◆ GIVEN DATA ◆

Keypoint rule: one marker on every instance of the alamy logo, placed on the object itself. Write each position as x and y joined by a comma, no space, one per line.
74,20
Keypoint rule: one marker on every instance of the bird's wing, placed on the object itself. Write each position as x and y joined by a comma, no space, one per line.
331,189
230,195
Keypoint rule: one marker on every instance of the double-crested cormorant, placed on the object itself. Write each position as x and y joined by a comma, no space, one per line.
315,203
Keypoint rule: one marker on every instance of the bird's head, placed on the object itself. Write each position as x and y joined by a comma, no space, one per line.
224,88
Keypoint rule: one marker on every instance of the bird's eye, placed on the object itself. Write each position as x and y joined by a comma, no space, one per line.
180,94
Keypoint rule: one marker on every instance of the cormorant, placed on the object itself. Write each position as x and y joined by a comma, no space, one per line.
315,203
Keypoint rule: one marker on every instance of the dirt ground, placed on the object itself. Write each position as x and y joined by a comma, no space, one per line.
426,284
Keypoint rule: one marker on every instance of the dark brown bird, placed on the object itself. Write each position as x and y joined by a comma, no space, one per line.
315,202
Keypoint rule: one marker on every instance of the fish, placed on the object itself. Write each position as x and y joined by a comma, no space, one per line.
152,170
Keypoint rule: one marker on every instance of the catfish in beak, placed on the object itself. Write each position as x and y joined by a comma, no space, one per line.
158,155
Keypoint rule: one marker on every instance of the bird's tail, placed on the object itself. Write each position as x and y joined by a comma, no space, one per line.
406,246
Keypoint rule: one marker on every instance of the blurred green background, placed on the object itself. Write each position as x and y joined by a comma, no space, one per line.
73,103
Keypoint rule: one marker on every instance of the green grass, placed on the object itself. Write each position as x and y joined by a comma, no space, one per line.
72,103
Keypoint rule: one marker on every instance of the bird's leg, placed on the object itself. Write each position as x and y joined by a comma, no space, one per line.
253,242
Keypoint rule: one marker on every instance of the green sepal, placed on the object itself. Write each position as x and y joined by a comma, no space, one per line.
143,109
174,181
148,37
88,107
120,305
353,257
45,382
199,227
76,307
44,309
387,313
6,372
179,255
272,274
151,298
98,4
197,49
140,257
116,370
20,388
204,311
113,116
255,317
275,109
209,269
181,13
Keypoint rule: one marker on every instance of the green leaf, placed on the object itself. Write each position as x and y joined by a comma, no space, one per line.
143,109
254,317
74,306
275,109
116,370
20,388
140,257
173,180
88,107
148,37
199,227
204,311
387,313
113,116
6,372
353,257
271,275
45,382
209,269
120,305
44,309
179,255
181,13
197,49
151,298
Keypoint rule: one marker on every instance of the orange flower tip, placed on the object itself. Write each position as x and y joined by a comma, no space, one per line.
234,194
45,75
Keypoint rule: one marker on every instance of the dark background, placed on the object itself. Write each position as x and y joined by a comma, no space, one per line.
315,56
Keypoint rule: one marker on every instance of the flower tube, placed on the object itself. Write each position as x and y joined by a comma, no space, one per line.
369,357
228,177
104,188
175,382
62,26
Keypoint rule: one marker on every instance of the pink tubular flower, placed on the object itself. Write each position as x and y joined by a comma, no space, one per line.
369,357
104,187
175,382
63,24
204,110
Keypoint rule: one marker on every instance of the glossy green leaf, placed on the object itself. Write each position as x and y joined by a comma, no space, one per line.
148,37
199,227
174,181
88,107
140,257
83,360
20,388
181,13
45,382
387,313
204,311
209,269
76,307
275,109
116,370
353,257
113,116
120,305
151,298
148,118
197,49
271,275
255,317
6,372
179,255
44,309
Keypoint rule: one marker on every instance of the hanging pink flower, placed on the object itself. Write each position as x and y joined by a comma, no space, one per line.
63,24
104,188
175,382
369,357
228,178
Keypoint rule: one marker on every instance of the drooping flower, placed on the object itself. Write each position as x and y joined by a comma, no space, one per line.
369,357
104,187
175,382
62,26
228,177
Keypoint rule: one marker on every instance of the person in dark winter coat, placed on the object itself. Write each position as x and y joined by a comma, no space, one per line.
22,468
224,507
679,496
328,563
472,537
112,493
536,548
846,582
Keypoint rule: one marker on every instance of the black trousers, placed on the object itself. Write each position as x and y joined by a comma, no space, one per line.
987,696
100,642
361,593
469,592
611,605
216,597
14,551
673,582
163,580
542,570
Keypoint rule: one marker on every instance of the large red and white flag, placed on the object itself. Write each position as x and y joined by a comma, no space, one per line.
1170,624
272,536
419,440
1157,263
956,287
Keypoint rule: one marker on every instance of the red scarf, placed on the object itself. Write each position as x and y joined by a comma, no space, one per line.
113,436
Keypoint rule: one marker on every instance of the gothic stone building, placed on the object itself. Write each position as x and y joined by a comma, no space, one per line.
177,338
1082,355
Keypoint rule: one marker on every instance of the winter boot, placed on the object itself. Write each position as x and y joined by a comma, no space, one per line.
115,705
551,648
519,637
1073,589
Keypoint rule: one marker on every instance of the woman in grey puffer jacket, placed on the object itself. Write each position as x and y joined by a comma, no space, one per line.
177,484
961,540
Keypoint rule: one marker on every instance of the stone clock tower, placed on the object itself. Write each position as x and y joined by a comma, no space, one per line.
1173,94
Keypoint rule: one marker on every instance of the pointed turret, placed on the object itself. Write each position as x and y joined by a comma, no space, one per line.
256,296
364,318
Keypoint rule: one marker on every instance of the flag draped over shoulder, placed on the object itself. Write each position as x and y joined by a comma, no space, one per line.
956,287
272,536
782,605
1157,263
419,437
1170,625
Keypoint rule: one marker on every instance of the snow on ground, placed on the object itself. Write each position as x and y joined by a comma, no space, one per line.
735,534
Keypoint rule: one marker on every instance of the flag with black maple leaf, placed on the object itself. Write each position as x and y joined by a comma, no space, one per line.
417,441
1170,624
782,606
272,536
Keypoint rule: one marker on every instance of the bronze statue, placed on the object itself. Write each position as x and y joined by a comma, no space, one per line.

◆ EXERCISE GOAL ◆
Each line of the listing above should be output exactly.

◆ WORKED SOLUTION ◆
Keypoint rule: one marker on every instance of the alamy logo, placed on the object itself. Write each position as x and y joined by a comma, no space, one per line.
74,20
Keypoint rule: one marker on every instance of the bird's wing, placed on the object itself. Write each position as x and y joined by a comma, no space, one per line.
331,189
230,195
Keypoint rule: one marker on every instance of the double-crested cormorant, placed on the object itself. Write each position as x and y joined by a comma, no space, one per line.
315,203
Keypoint rule: one marker on every instance of the bird's head, placed on the object itself. Write each position as x and y joined by a comma, no space, one per line.
224,88
Keypoint rule: one marker on every instance of the bird's eye, placed on the object itself. Write each position as x and y joined by a comma, no space, one per line.
180,94
Keypoint rule: one marker on every instance of the cormorant, placed on the object itself. Write each position as x and y joined by a comma, no space, one per line.
315,203
Keypoint rule: one marker on every instance of the dirt ground, placed on the object itself. Write each position as x and y joined by a comma, no space, one per line.
426,284
Keypoint rule: one marker on every instance of the dark brown bird, placed on the object itself. Write each position as x and y joined by a comma, no space, one per line.
315,202
Keypoint rule: one marker on every instance of the fish, placed on the object itself. Write each position as x and y joined by a comma, no space, one per line.
152,170
Keypoint rule: one marker on every instance of the catfish in beak, placed on the object itself. Write each position as x and y joined by a comma, no space, one per line.
158,155
Keypoint rule: one marker on every instance of the bird's tail, placed on the object itself. Write each position as x and y joined by a comma, no space, one per line.
406,246
Keypoint rule: one marker on every instance of the blurred green background, placed on the object itself. Write each position as x and y joined by a comma, no space, one per line.
73,103
Keypoint rule: one marker on every instance of the green grass, placed on the object itself. Write each position as x and y joined by a comma, no space, one per line.
72,103
Keypoint rule: one marker on every instance of the bird's leg, placed on the object itself. Write each position as x and y joined by a comma, no space, one per line.
253,242
Keypoint rule: one marker on every instance of the green sepal, placed on the object itself. Write each position as x and y joined by a comma, no space, one per line.
143,109
174,181
148,37
88,107
120,305
353,257
45,382
199,227
76,307
44,309
387,313
6,372
179,255
272,274
151,298
98,4
197,49
140,257
116,370
20,388
204,311
113,116
255,317
275,109
209,269
181,13
Keypoint rule: one marker on every instance of the green leaf, placed on the object itself. Write each position as x and y joined by a comma, no space, one per line.
143,109
254,317
74,306
275,109
116,370
20,388
140,257
173,180
88,107
148,37
199,227
204,311
387,313
113,116
6,372
353,257
271,275
45,382
209,269
120,305
44,309
179,255
181,13
197,49
151,298
Keypoint rule: one marker on every instance of the orange flower tip, placed on the object itself. Write each position as x and y joined by a comma, no space, one per line.
234,194
45,75
Keypoint rule: one marker on every instance of the dark background, placed on the object itself. Write each position as x and y joined by a comma, no space, one per line.
315,56
Keypoint rule: one marker on every instance of the flower tube, placed on the object itself. Write each position as x and y joined by a comma, no space, one per line.
369,357
228,177
104,188
175,382
62,26
Keypoint rule: one marker on every instance of the pink tubular flower, placed on the object itself. Write each position as x and y joined by a comma, no space, one per line.
369,357
104,187
175,382
63,24
204,110
Keypoint rule: one marker on every instance of the glossy green leaf, placed on the object itself. Write each position as x and y joined by a comma, no space, one per line.
148,37
199,227
174,181
88,107
140,257
83,360
20,388
181,13
45,382
387,313
204,311
209,269
76,307
275,109
116,370
353,257
113,116
120,305
151,298
148,118
197,49
271,275
255,317
6,372
179,255
44,309
Keypoint rule: one marker on every instance of the hanging pink flower, placed on the object itself. Write each position as x and y joined by a comma, no space, one per line.
63,24
104,188
175,382
369,357
228,178
Keypoint rule: one marker on every instance of the drooping flower, placed on the object itself. Write each position as x and y joined by a comma, no space, one per line.
369,357
104,187
175,382
62,26
228,177
Keypoint rule: one marker on every instance of the person in dark winter coat, placed on the object itself. Write each position as x and y joined by a comma, no space, one per line.
22,468
224,507
679,496
328,563
472,537
112,493
536,548
846,582
Keypoint rule: one marker on every instance of the black trousers, placed on the object itself. Write each position as x and y joined by a comma, no space, one per line.
987,696
100,642
361,593
469,592
611,605
216,597
14,551
673,582
163,580
542,570
Keypoint rule: one marker on every instance of the large red and white flag, placed on the object itself. Write each position as x and y joined by a comma, no space, one per line.
1170,624
272,536
419,440
1157,263
956,287
Keypoint rule: one marker on every instance of the red scarf, placed on the object itself. Write each position as x and y joined by a comma, no space, one per line.
113,436
Keypoint rule: one marker on every instance of the gothic stone building, placed on the object itself. Write each position as x and y joined by a comma, no space, one per line.
177,338
1082,355
Keypoint rule: one marker on every instance of the winter boot, placed on the object itself. Write each position as x and y joined by a comma, no space, one per line.
115,705
551,648
519,637
1073,589
Keypoint rule: one marker on every instance of the woman in grey puffer jacket, placed on the object itself. Write each position as x and y joined by a comma, no space, one per line.
177,484
961,540
Keypoint rule: one marker on every instance of the stone clock tower, placed on the object itself. Write each position as x and y joined by a comma, no space, one per line.
1173,94
Keypoint rule: one marker on every instance of the pointed turret, placed on the object itself. Write each position as x and y joined by a comma, no space, one per line.
256,296
364,318
Keypoint rule: one marker on every instance of the flag draped over shoulder, placed on the object itself. Write each position as x and y joined by a comma, no space, one per line.
956,287
272,536
782,605
1157,263
419,437
1170,625
Keypoint rule: one marker on every instance of the snow on ground, placed on the object itself. Write each position as x and y joined by a comma, no space, one per line.
735,534
Keypoint rule: one marker on every instance of the flag with black maple leaf, placed on the object itself. Write each position as x and y joined by a comma, no space, one per line.
417,441
1170,624
782,606
272,536
Keypoint rule: one marker on every instance of the bronze statue, placed on the object itself. Write each position as x and y joined by a comma, no space, one per line.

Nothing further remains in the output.